**What you will do**
The lines below, from the first through the one containing "434L1039 436L1041 701L1063", are to be given again exactly, with pictures left out and nothing added.

--- Given data ---

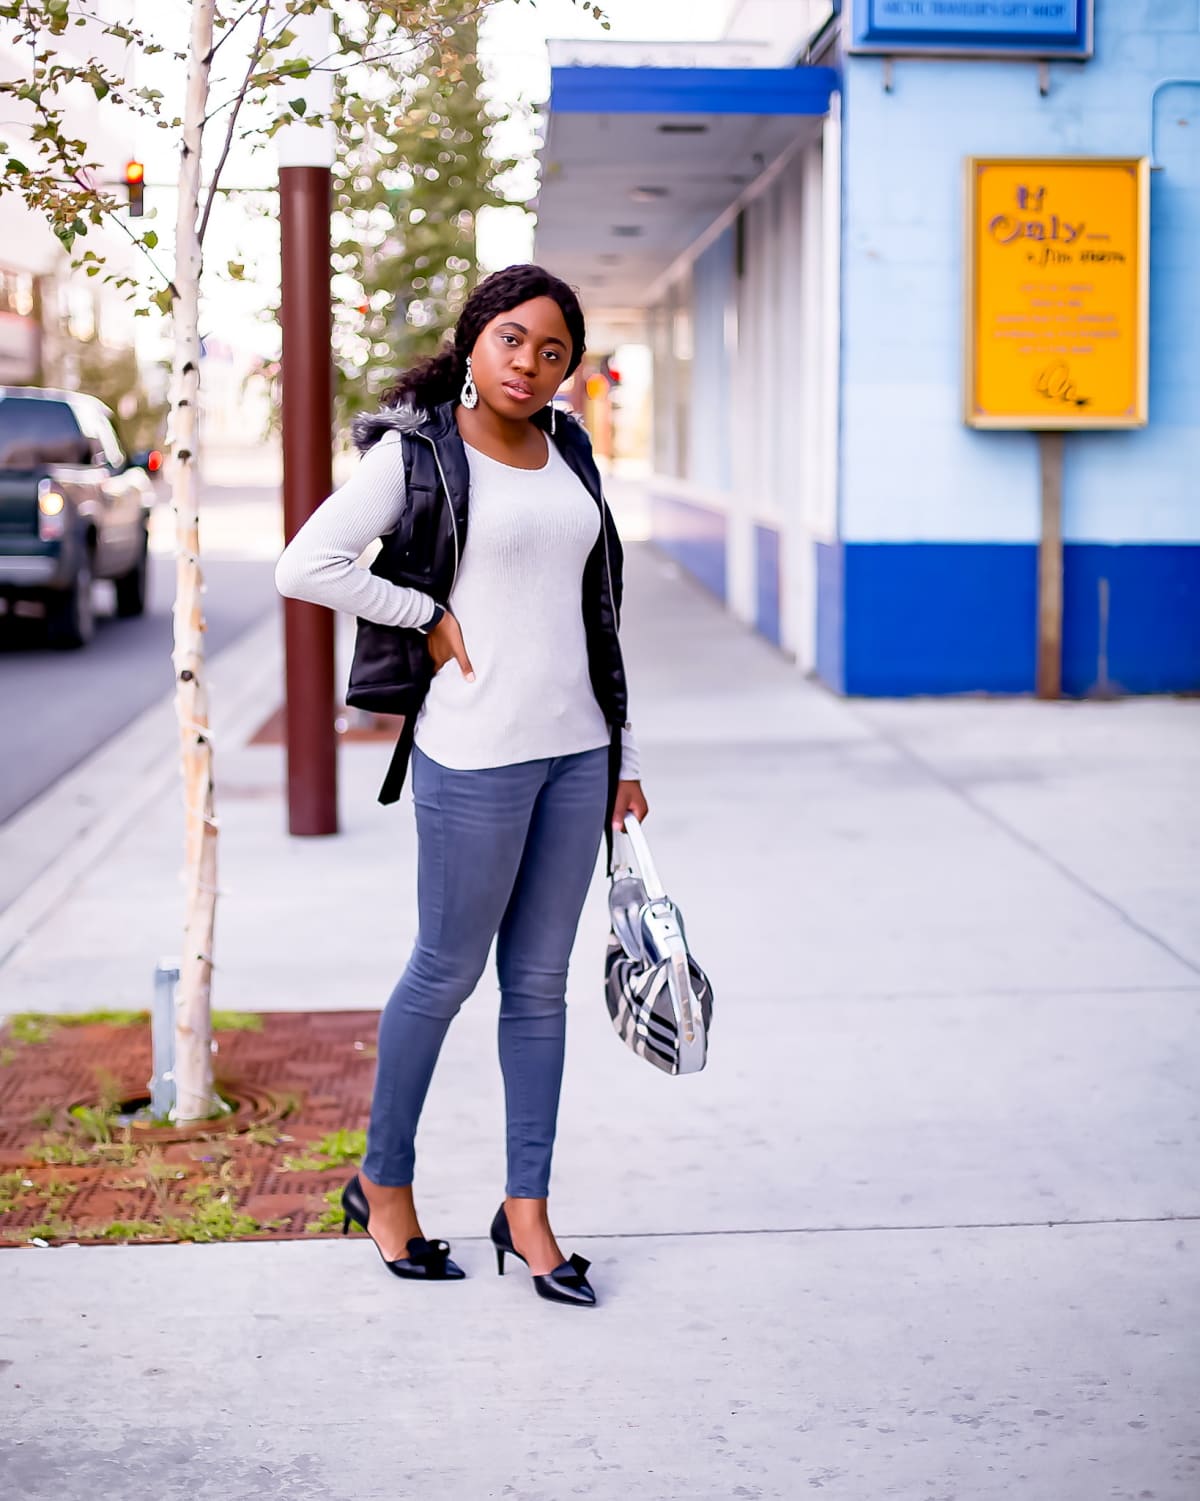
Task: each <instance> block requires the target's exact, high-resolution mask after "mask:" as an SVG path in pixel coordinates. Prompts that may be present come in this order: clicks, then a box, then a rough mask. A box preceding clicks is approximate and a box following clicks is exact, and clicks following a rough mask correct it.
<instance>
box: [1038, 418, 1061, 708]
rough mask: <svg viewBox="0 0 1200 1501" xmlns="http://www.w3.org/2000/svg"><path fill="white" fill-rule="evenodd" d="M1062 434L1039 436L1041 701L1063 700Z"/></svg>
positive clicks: (1038, 587)
mask: <svg viewBox="0 0 1200 1501" xmlns="http://www.w3.org/2000/svg"><path fill="white" fill-rule="evenodd" d="M1062 449H1063V435H1062V432H1039V434H1038V467H1039V470H1041V482H1042V530H1041V540H1039V543H1038V698H1062Z"/></svg>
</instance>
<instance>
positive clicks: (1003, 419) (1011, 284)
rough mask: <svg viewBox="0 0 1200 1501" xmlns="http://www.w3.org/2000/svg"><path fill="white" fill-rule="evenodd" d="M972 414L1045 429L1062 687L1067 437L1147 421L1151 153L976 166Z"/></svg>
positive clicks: (1022, 159) (968, 337)
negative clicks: (1132, 155)
mask: <svg viewBox="0 0 1200 1501" xmlns="http://www.w3.org/2000/svg"><path fill="white" fill-rule="evenodd" d="M966 197H967V254H966V264H967V278H966V284H967V285H966V296H967V305H966V333H967V336H966V380H964V395H966V411H964V417H966V422H967V423H969V425H970V426H973V428H1012V429H1024V431H1032V432H1036V434H1038V462H1039V471H1041V540H1039V546H1038V677H1036V681H1038V696H1039V698H1057V696H1059V695H1060V692H1062V588H1063V585H1062V476H1063V434H1065V432H1068V431H1081V429H1108V428H1138V426H1143V425H1144V423H1146V420H1147V392H1149V359H1147V336H1149V162H1147V161H1146V159H1144V158H1132V159H1108V158H1077V159H1072V158H1035V159H1015V158H987V159H985V158H970V159H969V161H967V195H966Z"/></svg>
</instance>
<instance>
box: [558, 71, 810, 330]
mask: <svg viewBox="0 0 1200 1501" xmlns="http://www.w3.org/2000/svg"><path fill="white" fill-rule="evenodd" d="M837 86H838V75H837V72H835V71H834V69H832V68H607V66H572V68H553V69H551V74H550V104H548V107H547V113H548V122H547V138H545V144H544V147H542V150H541V153H539V158H541V168H542V173H541V176H542V185H541V191H539V192H538V198H536V200H535V204H533V207H535V209H536V212H538V228H536V236H535V251H533V254H535V260H538V261H539V263H541V264H542V266H545V267H548V269H550V270H553V272H554V273H556V275H559V276H563V278H565V279H566V281H569V282H572V284H574V285H577V287H578V288H580V291H581V293H583V296H584V300H586V303H587V305H589V308H598V306H602V308H608V309H619V308H640V306H644V302H646V294H647V291H649V288H650V287H652V284H653V282H655V279H656V278H658V276H661V273H662V272H664V270H665V269H667V267H668V266H670V264H671V261H673V260H674V258H676V257H677V255H680V254H682V252H683V251H685V249H686V248H688V246H689V245H691V243H692V242H694V240H695V239H697V237H698V236H700V234H703V233H704V230H706V228H707V227H709V225H710V224H712V222H713V221H715V219H716V218H718V216H719V215H721V213H722V212H724V210H725V209H727V207H728V206H730V204H731V203H733V201H734V198H737V195H739V194H740V192H742V191H743V189H745V188H746V186H748V185H749V183H751V182H754V179H755V177H757V176H758V174H760V173H761V171H764V170H766V168H767V167H769V165H770V162H773V161H775V159H776V158H778V156H779V155H781V153H782V152H785V150H787V149H788V147H790V146H793V144H794V143H796V138H797V132H805V123H804V122H805V119H810V120H819V119H822V117H823V116H825V114H828V111H829V96H831V93H832V92H834V90H835V89H837Z"/></svg>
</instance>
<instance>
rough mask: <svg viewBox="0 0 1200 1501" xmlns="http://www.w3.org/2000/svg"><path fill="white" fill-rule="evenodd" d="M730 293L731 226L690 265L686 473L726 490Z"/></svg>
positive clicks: (712, 486) (732, 282) (692, 480)
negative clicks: (727, 312) (689, 414)
mask: <svg viewBox="0 0 1200 1501" xmlns="http://www.w3.org/2000/svg"><path fill="white" fill-rule="evenodd" d="M731 296H733V231H731V230H725V233H724V234H721V236H718V237H716V240H713V243H712V245H710V246H709V248H707V249H706V251H704V252H703V254H701V255H700V257H697V261H695V266H694V267H692V300H691V312H692V405H691V417H692V420H691V428H689V435H688V437H689V441H688V471H686V477H688V479H689V480H692V483H695V485H703V486H704V488H706V489H718V491H724V489H730V488H731V485H733V473H731V465H730V360H728V348H727V345H725V308H727V305H728V302H730V299H731Z"/></svg>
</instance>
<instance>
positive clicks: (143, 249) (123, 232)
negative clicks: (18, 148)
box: [75, 177, 176, 296]
mask: <svg viewBox="0 0 1200 1501" xmlns="http://www.w3.org/2000/svg"><path fill="white" fill-rule="evenodd" d="M75 182H77V183H78V185H80V188H83V189H84V192H92V189H90V188H89V186H87V183H84V182H80V179H78V177H75ZM93 201H95V204H96V207H98V209H99V210H101V213H104V215H107V216H108V218H110V219H111V221H113V224H116V227H117V228H119V230H120V231H122V234H125V236H128V237H129V240H131V242H132V243H134V245H135V246H137V248H138V249H140V251H141V254H143V255H144V257H146V260H147V261H149V263H150V266H152V267H153V270H155V273H156V275H158V276H159V278H161V279H162V285H164V287H165V288H167V290H168V291H170V293H171V296H176V285H174V282H173V281H171V278H170V276H168V275H167V272H165V270H164V269H162V267H161V266H159V264H158V261H156V260H155V258H153V255H152V254H150V248H149V246H147V245H146V243H144V240H140V239H138V237H137V234H134V231H132V230H131V228H129V225H128V224H126V222H125V219H122V218H120V216H119V215H117V210H116V209H110V207H108V204H105V203H102V201H101V200H93Z"/></svg>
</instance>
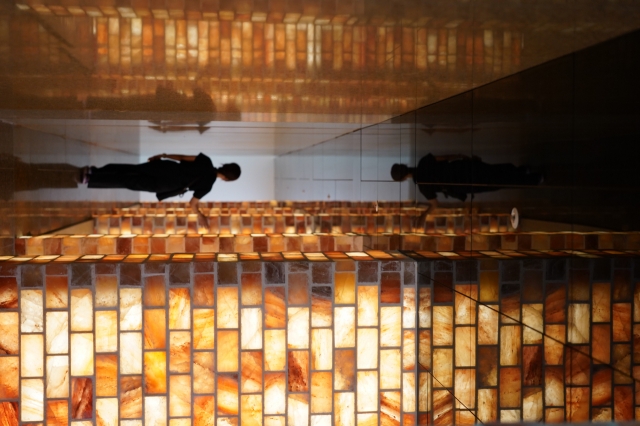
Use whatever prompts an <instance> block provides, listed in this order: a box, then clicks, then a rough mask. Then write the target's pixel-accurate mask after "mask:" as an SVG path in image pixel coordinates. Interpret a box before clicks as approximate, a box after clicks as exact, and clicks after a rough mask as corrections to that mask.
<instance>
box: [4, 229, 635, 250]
mask: <svg viewBox="0 0 640 426" xmlns="http://www.w3.org/2000/svg"><path fill="white" fill-rule="evenodd" d="M10 245H11V246H12V247H11V248H12V250H9V249H8V248H6V247H5V246H7V247H9V246H10ZM3 247H5V249H4V254H7V255H9V254H15V255H30V256H36V255H94V254H95V255H98V254H103V255H108V254H124V255H128V254H162V253H245V252H260V253H265V252H284V251H301V252H332V251H362V250H365V249H374V250H386V251H397V250H411V251H420V250H422V251H436V252H464V251H469V252H471V251H474V252H478V251H487V250H489V251H490V250H516V251H523V250H536V251H551V250H622V251H625V250H640V233H639V232H628V233H623V232H617V233H615V232H558V233H541V232H531V233H498V234H494V233H474V234H471V235H468V234H467V235H465V234H462V235H458V234H416V233H399V234H391V233H380V234H357V233H344V234H328V233H316V234H289V233H285V234H244V235H233V234H222V235H220V234H203V235H200V234H151V235H148V234H122V235H109V234H88V235H43V236H37V237H19V238H16V239H15V240H13V244H11V243H10V242H9V241H7V242H6V243H3Z"/></svg>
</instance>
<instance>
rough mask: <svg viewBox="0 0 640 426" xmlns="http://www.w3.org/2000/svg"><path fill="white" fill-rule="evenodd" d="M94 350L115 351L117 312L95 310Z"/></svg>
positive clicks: (115, 341) (117, 347) (111, 351)
mask: <svg viewBox="0 0 640 426" xmlns="http://www.w3.org/2000/svg"><path fill="white" fill-rule="evenodd" d="M95 315H96V332H95V335H96V352H98V353H101V352H117V350H118V313H117V312H116V311H96V313H95Z"/></svg>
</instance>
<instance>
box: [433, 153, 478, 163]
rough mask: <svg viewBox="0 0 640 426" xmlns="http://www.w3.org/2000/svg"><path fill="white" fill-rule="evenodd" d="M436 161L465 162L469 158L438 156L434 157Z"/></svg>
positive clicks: (460, 155)
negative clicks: (458, 161) (452, 161)
mask: <svg viewBox="0 0 640 426" xmlns="http://www.w3.org/2000/svg"><path fill="white" fill-rule="evenodd" d="M434 158H435V159H436V161H456V160H465V159H468V158H469V157H468V156H467V155H464V154H453V155H438V156H436V157H434Z"/></svg>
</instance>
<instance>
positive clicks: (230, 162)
mask: <svg viewBox="0 0 640 426" xmlns="http://www.w3.org/2000/svg"><path fill="white" fill-rule="evenodd" d="M199 152H200V151H198V150H194V149H190V147H189V145H188V144H186V146H185V144H182V145H181V147H180V152H179V153H180V154H184V155H197V154H198V153H199ZM204 154H207V153H206V152H205V153H204ZM210 157H211V160H212V161H213V165H214V166H216V167H218V166H220V165H221V164H222V163H234V162H235V163H238V164H239V165H240V168H241V169H242V174H241V175H240V178H239V179H238V180H237V181H235V182H224V181H222V180H217V181H216V183H215V184H214V185H213V189H212V190H211V192H210V193H208V194H207V195H206V196H205V197H204V198H203V199H202V201H251V200H273V199H274V197H275V190H274V156H272V155H235V156H221V155H211V156H210ZM146 160H147V159H146V158H141V159H140V161H141V162H142V161H146ZM191 194H192V193H191V192H188V193H186V194H185V195H184V196H183V197H182V198H179V197H174V198H169V199H168V200H167V201H176V200H179V201H188V200H189V199H190V198H191ZM140 201H157V198H156V196H155V194H153V193H151V192H141V193H140Z"/></svg>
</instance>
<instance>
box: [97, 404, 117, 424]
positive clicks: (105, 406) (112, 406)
mask: <svg viewBox="0 0 640 426" xmlns="http://www.w3.org/2000/svg"><path fill="white" fill-rule="evenodd" d="M96 424H98V425H104V426H118V399H117V398H97V399H96Z"/></svg>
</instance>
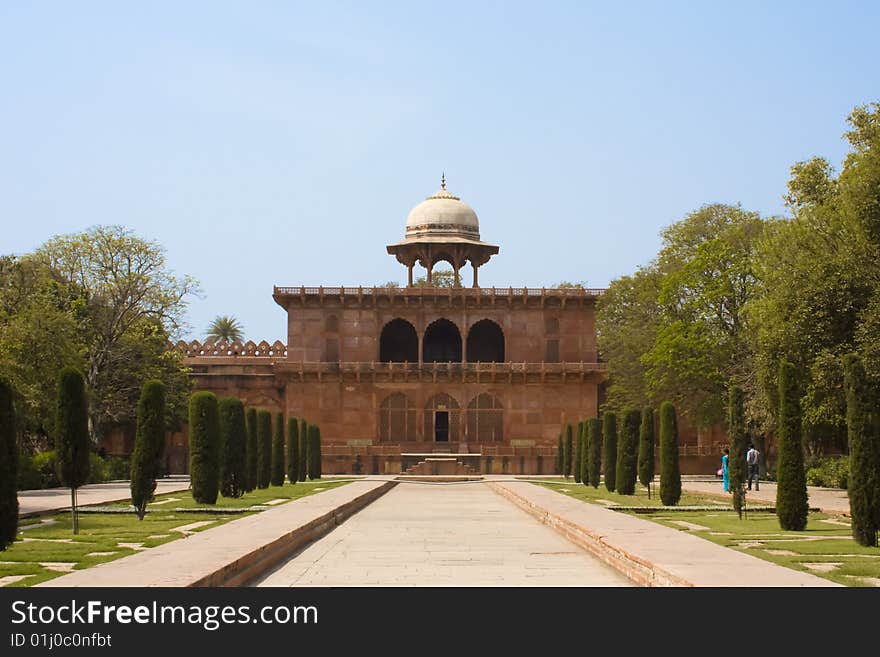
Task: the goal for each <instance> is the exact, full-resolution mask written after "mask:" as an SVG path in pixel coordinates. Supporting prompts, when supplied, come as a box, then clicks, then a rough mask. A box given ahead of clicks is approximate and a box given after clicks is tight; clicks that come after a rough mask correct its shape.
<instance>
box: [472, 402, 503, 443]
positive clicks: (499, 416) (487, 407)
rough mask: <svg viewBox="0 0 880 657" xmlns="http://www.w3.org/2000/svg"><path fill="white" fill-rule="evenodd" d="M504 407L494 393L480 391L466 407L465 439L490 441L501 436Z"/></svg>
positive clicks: (501, 432)
mask: <svg viewBox="0 0 880 657" xmlns="http://www.w3.org/2000/svg"><path fill="white" fill-rule="evenodd" d="M503 413H504V409H503V408H502V407H501V402H500V401H498V398H497V397H495V396H494V395H490V394H488V393H485V392H484V393H482V394H480V395H477V396H476V397H474V398H473V399H472V400H471V401H470V403H469V404H468V408H467V439H468V441H469V442H471V441H472V442H477V443H491V442H498V441H500V440H501V439H502V438H503V435H504V434H503V428H504V417H503Z"/></svg>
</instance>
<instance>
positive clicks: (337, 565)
mask: <svg viewBox="0 0 880 657" xmlns="http://www.w3.org/2000/svg"><path fill="white" fill-rule="evenodd" d="M258 585H259V586H632V583H631V582H630V581H629V580H628V579H626V578H625V577H623V576H622V575H621V574H619V573H618V572H617V571H615V570H614V569H612V568H611V567H610V566H607V565H605V564H604V563H602V562H601V561H599V560H598V559H596V558H595V557H593V556H592V555H590V554H589V553H587V552H586V551H585V550H583V549H581V548H579V547H577V546H575V545H574V544H572V543H571V542H569V541H567V540H565V539H564V538H562V536H560V535H559V534H558V533H557V532H555V531H553V530H552V529H550V528H548V527H546V526H545V525H543V524H542V523H540V522H538V521H537V520H535V519H534V518H532V517H531V516H529V515H528V514H527V513H525V512H524V511H521V510H519V509H517V508H516V507H515V506H514V505H513V504H511V503H510V502H508V501H506V500H505V499H504V498H502V497H501V496H500V495H498V494H496V493H495V492H493V491H492V490H490V489H489V488H488V487H487V486H485V485H483V484H479V485H444V486H436V485H420V484H415V483H401V484H398V485H397V487H396V488H394V489H393V490H391V491H390V492H389V493H387V494H385V495H384V496H383V497H381V498H379V499H378V500H377V501H375V502H373V503H372V504H371V505H370V506H368V507H367V508H365V509H363V510H362V511H360V512H359V513H358V514H357V515H355V516H353V517H352V518H350V519H348V520H347V521H346V522H345V523H343V524H342V525H340V526H339V527H338V528H336V529H335V530H334V531H332V532H331V533H330V534H328V535H327V536H325V537H324V538H322V539H320V540H319V541H317V542H315V543H313V544H312V545H310V546H308V547H306V548H305V549H304V550H303V551H302V552H300V553H299V554H297V555H295V556H294V557H293V558H291V559H289V560H288V561H286V562H284V563H283V564H282V565H280V566H279V567H277V568H276V569H275V570H274V571H272V572H271V573H269V574H268V575H267V576H265V577H264V578H263V579H262V580H261V581H260V582H259V583H258Z"/></svg>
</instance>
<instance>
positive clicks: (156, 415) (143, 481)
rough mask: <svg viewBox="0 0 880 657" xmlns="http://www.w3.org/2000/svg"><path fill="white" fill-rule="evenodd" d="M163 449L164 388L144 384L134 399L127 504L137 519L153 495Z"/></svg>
mask: <svg viewBox="0 0 880 657" xmlns="http://www.w3.org/2000/svg"><path fill="white" fill-rule="evenodd" d="M164 447H165V385H164V384H163V383H162V382H161V381H156V380H152V381H147V382H145V383H144V385H143V386H142V387H141V397H140V399H139V400H138V415H137V431H136V433H135V438H134V450H133V451H132V454H131V483H130V487H131V504H132V506H134V511H135V513H136V514H137V517H138V520H143V519H144V515H145V514H146V513H147V504H148V503H149V502H151V501H152V500H153V493H155V492H156V477H157V475H158V472H159V457H160V456H162V450H163V449H164Z"/></svg>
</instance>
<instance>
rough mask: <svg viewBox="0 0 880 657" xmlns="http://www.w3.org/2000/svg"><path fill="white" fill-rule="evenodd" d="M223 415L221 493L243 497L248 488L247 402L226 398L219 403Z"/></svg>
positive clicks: (221, 419)
mask: <svg viewBox="0 0 880 657" xmlns="http://www.w3.org/2000/svg"><path fill="white" fill-rule="evenodd" d="M217 410H218V412H219V414H220V494H221V495H223V497H232V498H236V497H241V496H242V495H244V493H245V490H246V489H247V426H246V423H245V414H244V404H243V403H242V402H241V400H240V399H236V398H235V397H224V398H223V399H221V400H220V401H219V402H218V404H217Z"/></svg>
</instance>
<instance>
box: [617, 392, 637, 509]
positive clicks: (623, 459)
mask: <svg viewBox="0 0 880 657" xmlns="http://www.w3.org/2000/svg"><path fill="white" fill-rule="evenodd" d="M641 419H642V418H641V413H639V411H637V410H635V409H629V410H627V411H624V413H623V423H622V424H621V426H620V431H619V434H618V441H617V473H616V476H615V483H616V485H617V492H618V493H620V494H621V495H633V494H635V492H636V457H637V450H638V444H639V424H640V422H641Z"/></svg>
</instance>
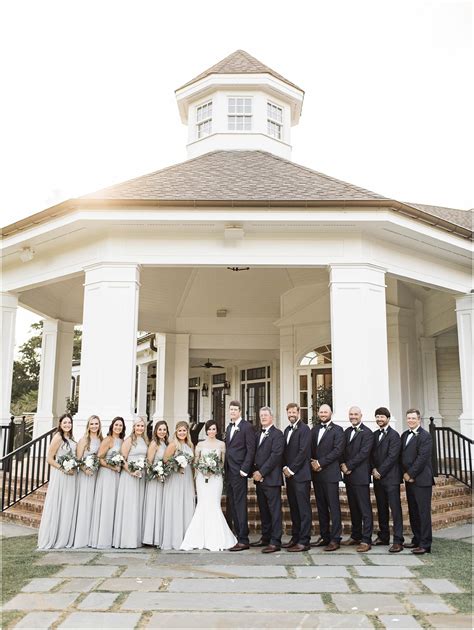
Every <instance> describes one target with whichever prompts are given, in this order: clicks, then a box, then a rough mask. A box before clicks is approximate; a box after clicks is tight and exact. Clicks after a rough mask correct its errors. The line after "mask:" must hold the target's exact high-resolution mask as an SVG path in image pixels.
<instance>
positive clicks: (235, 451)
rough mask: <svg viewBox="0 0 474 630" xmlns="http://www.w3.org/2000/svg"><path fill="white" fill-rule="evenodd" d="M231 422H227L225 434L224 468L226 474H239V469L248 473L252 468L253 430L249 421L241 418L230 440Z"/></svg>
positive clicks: (252, 457) (254, 441) (238, 474)
mask: <svg viewBox="0 0 474 630" xmlns="http://www.w3.org/2000/svg"><path fill="white" fill-rule="evenodd" d="M231 429H232V424H229V426H228V427H227V431H226V434H225V446H226V455H225V468H226V472H227V474H229V473H230V474H231V475H240V471H242V472H244V473H246V474H247V475H250V474H251V472H252V470H253V461H254V456H255V430H254V428H253V426H252V425H251V424H250V422H247V420H244V419H242V420H241V421H240V423H239V426H238V430H236V431H234V436H233V437H232V440H230V432H231Z"/></svg>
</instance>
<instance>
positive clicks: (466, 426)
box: [456, 293, 474, 439]
mask: <svg viewBox="0 0 474 630" xmlns="http://www.w3.org/2000/svg"><path fill="white" fill-rule="evenodd" d="M473 307H474V295H473V294H472V293H469V294H467V295H463V296H461V297H458V298H456V316H457V325H458V346H459V367H460V371H461V394H462V414H461V416H460V417H459V422H460V429H461V433H462V434H463V435H466V436H467V437H469V438H471V439H473V438H474V409H473V396H472V388H473V373H472V362H473V355H474V353H473V346H474V334H473V328H474V314H473Z"/></svg>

---

**Response box**
Task: each <instance> block requires the target's exact, high-resolution mask after "mask:" as an SVG path in pixel coordinates. Prompts that may be present come in this order: clicks, then a box, then a rough mask. A box preceding clicks is approximate and a box following clicks is exact, and clicks following a rough mask correct it.
<instance>
box: [1038, 418, 1061, 708]
rough mask: <svg viewBox="0 0 1200 1501" xmlns="http://www.w3.org/2000/svg"><path fill="white" fill-rule="evenodd" d="M1062 434L1039 436L1041 701L1063 700Z"/></svg>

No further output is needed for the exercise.